* START EXTRACTED INFORMATION *

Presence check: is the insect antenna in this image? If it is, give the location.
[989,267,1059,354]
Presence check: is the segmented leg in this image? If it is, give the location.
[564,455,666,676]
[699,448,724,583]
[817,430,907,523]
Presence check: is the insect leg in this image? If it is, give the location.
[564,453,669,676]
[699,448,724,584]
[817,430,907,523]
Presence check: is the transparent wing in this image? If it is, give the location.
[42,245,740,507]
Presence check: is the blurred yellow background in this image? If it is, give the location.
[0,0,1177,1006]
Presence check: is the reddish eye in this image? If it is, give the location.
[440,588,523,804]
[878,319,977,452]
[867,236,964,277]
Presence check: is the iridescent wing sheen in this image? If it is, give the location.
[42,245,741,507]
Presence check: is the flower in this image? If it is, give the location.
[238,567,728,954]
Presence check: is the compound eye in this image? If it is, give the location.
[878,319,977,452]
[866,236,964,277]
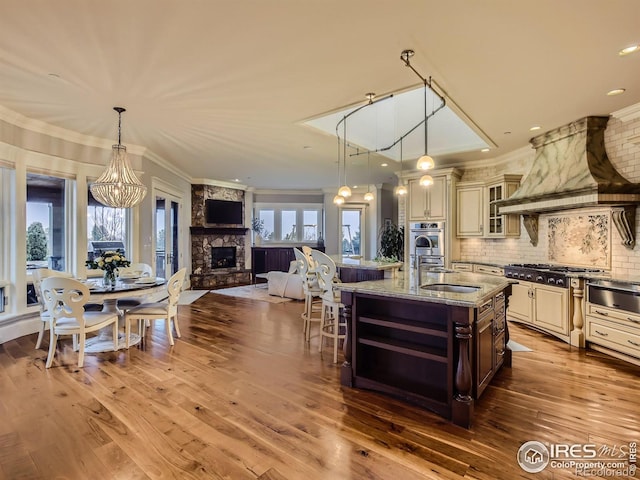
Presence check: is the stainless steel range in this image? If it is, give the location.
[504,263,602,348]
[504,263,601,288]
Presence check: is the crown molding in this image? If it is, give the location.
[191,178,249,191]
[0,105,147,156]
[611,103,640,122]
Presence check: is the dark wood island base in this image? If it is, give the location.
[340,285,511,428]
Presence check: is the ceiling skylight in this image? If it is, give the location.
[304,86,490,161]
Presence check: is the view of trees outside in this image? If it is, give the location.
[27,202,51,268]
[27,222,47,262]
[280,210,297,241]
[302,210,318,242]
[258,210,275,240]
[87,205,126,242]
[341,210,361,255]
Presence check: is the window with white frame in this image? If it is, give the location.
[87,188,131,260]
[254,203,323,243]
[26,173,69,271]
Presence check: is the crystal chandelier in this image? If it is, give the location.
[91,107,147,208]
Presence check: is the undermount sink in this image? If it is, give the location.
[420,283,480,293]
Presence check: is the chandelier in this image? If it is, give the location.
[90,107,147,208]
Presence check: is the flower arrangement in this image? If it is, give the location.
[85,249,131,286]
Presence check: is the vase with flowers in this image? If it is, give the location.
[85,249,131,289]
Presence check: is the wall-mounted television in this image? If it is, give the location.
[204,199,244,225]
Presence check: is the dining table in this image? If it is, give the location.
[85,275,167,353]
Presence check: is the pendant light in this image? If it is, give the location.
[364,152,374,202]
[90,107,147,208]
[338,118,351,197]
[396,138,408,197]
[417,77,435,178]
[333,132,344,206]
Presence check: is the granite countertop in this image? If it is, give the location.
[451,260,505,268]
[329,255,402,270]
[336,272,517,308]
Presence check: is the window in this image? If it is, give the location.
[26,173,68,271]
[340,208,364,256]
[87,189,131,260]
[254,204,322,243]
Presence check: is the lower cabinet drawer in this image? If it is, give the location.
[586,317,640,357]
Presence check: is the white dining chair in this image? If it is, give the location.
[293,247,323,342]
[124,268,187,348]
[311,250,347,363]
[31,268,102,350]
[41,277,118,368]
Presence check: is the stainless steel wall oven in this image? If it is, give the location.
[409,222,445,268]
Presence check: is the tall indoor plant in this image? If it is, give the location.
[376,223,404,262]
[251,218,264,245]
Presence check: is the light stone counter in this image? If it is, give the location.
[336,271,517,308]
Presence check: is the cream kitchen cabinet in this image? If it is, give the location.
[456,182,484,237]
[485,175,522,238]
[408,176,447,221]
[456,175,522,238]
[507,281,572,342]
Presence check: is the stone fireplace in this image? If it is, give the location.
[211,247,236,269]
[190,185,251,289]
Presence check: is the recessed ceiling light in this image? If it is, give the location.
[618,45,640,57]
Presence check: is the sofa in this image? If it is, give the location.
[267,261,304,300]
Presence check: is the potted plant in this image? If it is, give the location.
[374,223,404,262]
[251,218,264,245]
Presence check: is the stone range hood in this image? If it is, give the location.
[496,116,640,248]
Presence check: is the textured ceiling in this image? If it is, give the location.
[0,0,640,189]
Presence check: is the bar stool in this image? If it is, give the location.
[311,250,347,363]
[293,248,323,342]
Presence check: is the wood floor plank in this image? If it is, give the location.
[0,294,640,480]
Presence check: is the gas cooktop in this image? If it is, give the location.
[505,263,602,273]
[504,263,602,288]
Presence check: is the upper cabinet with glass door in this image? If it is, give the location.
[486,175,522,238]
[456,175,522,238]
[409,175,447,221]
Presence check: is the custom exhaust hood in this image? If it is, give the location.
[497,116,640,248]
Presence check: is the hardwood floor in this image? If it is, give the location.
[0,293,640,480]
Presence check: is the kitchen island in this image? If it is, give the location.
[331,255,402,283]
[338,271,514,428]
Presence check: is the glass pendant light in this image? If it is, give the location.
[90,107,147,208]
[419,175,433,187]
[338,118,351,198]
[333,133,344,206]
[416,78,435,172]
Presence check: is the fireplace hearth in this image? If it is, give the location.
[211,247,236,269]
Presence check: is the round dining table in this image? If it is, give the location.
[84,277,167,353]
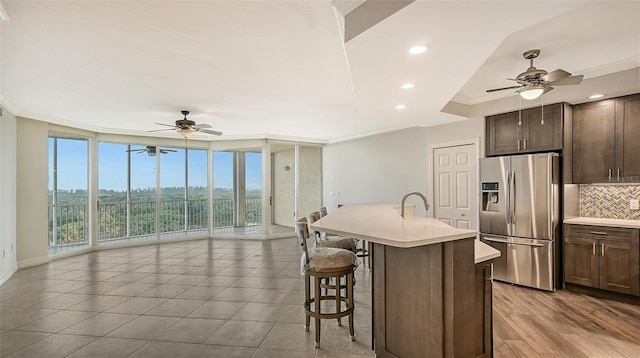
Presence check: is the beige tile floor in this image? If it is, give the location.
[0,238,374,358]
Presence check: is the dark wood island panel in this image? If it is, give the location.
[372,237,477,358]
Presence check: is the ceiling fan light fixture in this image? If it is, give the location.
[520,86,544,100]
[178,128,193,138]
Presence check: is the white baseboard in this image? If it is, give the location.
[0,265,18,286]
[18,256,49,269]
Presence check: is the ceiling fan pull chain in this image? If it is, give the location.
[540,94,544,126]
[518,96,522,126]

* END EXTRACTED INFORMATION *

• _STATED EXERCISE_:
Copy every one of the records above word for word, omitting the pictures.

• _THE RESPONSE_:
Presence check: is the insect antenna in this image? If it is, give the location.
[989,267,1059,354]
Presence check: is the segmented leg in this image? If it is, give the location.
[564,455,666,676]
[699,448,724,583]
[817,430,907,523]
Presence check: is the insect leg in this image? If it is, give the location.
[564,453,669,676]
[699,448,724,584]
[817,430,907,523]
Presence check: is the transparent wing in this image? If it is, give the location.
[42,245,740,507]
Presence check: is the blurred yellow background in this image? If it is, give the location.
[0,0,1177,1006]
Presence check: is the reddish eye in this image? If it is, give the location.
[440,588,523,804]
[878,319,977,452]
[867,236,964,277]
Presence check: is the iridescent wing sheen in this image? If it is, give the location.
[42,245,741,507]
Presence check: is the flower in this image? If it is, give the location.
[238,567,728,954]
Presence check: is the compound eye in this image? If it is, give the location.
[878,319,977,452]
[866,236,964,277]
Presence check: is the stainless steel range in this image? If it is, give the location.
[504,263,602,348]
[504,263,601,288]
Presence check: is the crown molding in this image? If it is, give the location.
[191,178,249,191]
[0,105,147,156]
[611,103,640,122]
Presence check: is the dark wood island base in this image? If it is, give the location.
[340,285,511,428]
Presence check: is the ceiling skylight in this image? If it is, give the location.
[304,86,490,161]
Presence check: is the view of trees outside in this image? If it is, give the location.
[27,202,51,268]
[27,222,47,262]
[280,210,297,241]
[302,210,318,242]
[258,210,275,240]
[87,205,126,242]
[341,210,361,255]
Presence check: is the window with white frame in this image? If it is, give the location.
[87,188,131,260]
[254,203,323,243]
[26,173,69,271]
Presence check: is the crystal chandelier in this image? If it is, give the location.
[91,107,147,208]
Presence check: is the undermount sink in this image? If it is, give the location.
[420,283,480,293]
Presence check: is the chandelier in this image? If it is, give the location.
[90,107,147,208]
Presence check: is the flower arrangement in this image? If it is, give the location.
[85,249,131,286]
Presence check: is the vase with flowers in this image? If it is, give the location.
[85,249,131,289]
Presence check: is the wall-mounted television in this image? If it is, give the location.
[204,199,244,225]
Presence check: is the dining table in this image? If it is, give the location.
[85,275,167,353]
Presence check: is the pendant light in this image? If it is, give the location.
[364,152,374,202]
[90,107,147,208]
[338,118,351,197]
[396,138,408,197]
[417,77,435,178]
[333,132,344,206]
Presence check: is the granite countertop in this image? If it is, give the location.
[451,260,505,268]
[329,255,402,270]
[336,272,517,308]
Presence check: is the window in this image? If it is, give the location.
[26,173,68,271]
[340,208,364,256]
[87,189,131,260]
[254,204,322,243]
Presence check: is the lower cabinet drawer in this image? If it is, give the location.
[586,317,640,357]
Presence check: is the white dining chair in this image? If it is, give the location.
[293,247,323,342]
[124,268,187,348]
[311,250,347,363]
[31,268,102,350]
[41,277,118,368]
Presence check: is the stainless steel wall oven in this image? If it is, give the location.
[409,222,445,268]
Presence check: is the tall indoor plant in this image? If it is, give the location.
[376,223,404,262]
[251,218,264,245]
Presence check: is the light stone counter in this image? If it is, give the location.
[336,271,517,308]
Presence check: is the cream kitchen cabinet in this image? If it is, give the location.
[456,182,484,237]
[485,175,522,238]
[408,176,447,221]
[456,175,522,238]
[507,281,572,342]
Presence check: is the stone fireplace in this image? If it is, give the location.
[211,247,236,269]
[190,185,251,289]
Presence check: is the recessed ceiling light in this image? If it is, give the location.
[618,45,640,57]
Presence check: is the sofa in this image? If it is, give the location.
[267,261,304,300]
Presence check: is the potted plant in this image? If it is, give the location.
[374,223,404,262]
[251,218,264,245]
Presence check: is the stone range hood in this image? If it is, give the location.
[496,116,640,248]
Presence check: is the textured ceiling in this image? If it is, give the location.
[0,0,640,189]
Presence check: is the bar stool in this image? If it is, give the location.
[311,250,347,363]
[293,248,323,342]
Presence check: is the wood floor plank in this image? If it is, give the location.
[0,294,640,480]
Presence check: is the gas cooktop in this image? If it is, give the location.
[505,263,602,273]
[504,263,602,288]
Presence check: is the upper cabinet with glass door in this image? If it is, give the location.
[486,175,522,238]
[456,175,522,238]
[409,175,447,221]
Presence check: is the custom exhaust hood in this image? If it is, give the location.
[497,116,640,248]
Presence check: is the hardwood floor in this image? If it is, give the location.
[0,293,640,480]
Presence check: is the kitchen island in this image? If it is, give the location.
[331,255,402,283]
[338,271,514,428]
Presence check: is the glass pendant light in this image? If it is, give the location.
[90,107,147,208]
[419,175,433,187]
[338,118,351,198]
[333,133,344,206]
[416,78,435,172]
Presence check: is the fireplace hearth in this image? If it is, give the location.
[211,247,236,269]
Presence check: is the round dining table in this image? If it is, give the location.
[84,277,167,353]
Presence check: is the beige tile floor in this image? If it is, give the location.
[0,238,374,358]
Presence check: is the dark wood island panel in this image? If it is, give the location.
[372,237,477,358]
Presence check: is the ceiling fan light fixture in this image? If it is, give the location.
[520,86,544,100]
[178,128,193,138]
Presence check: is the white baseboard in this image? If it is, give the location.
[0,265,18,286]
[18,256,49,269]
Presence check: is the ceiling fan pull chain in this image? If it is, give the location.
[540,94,544,126]
[518,96,522,126]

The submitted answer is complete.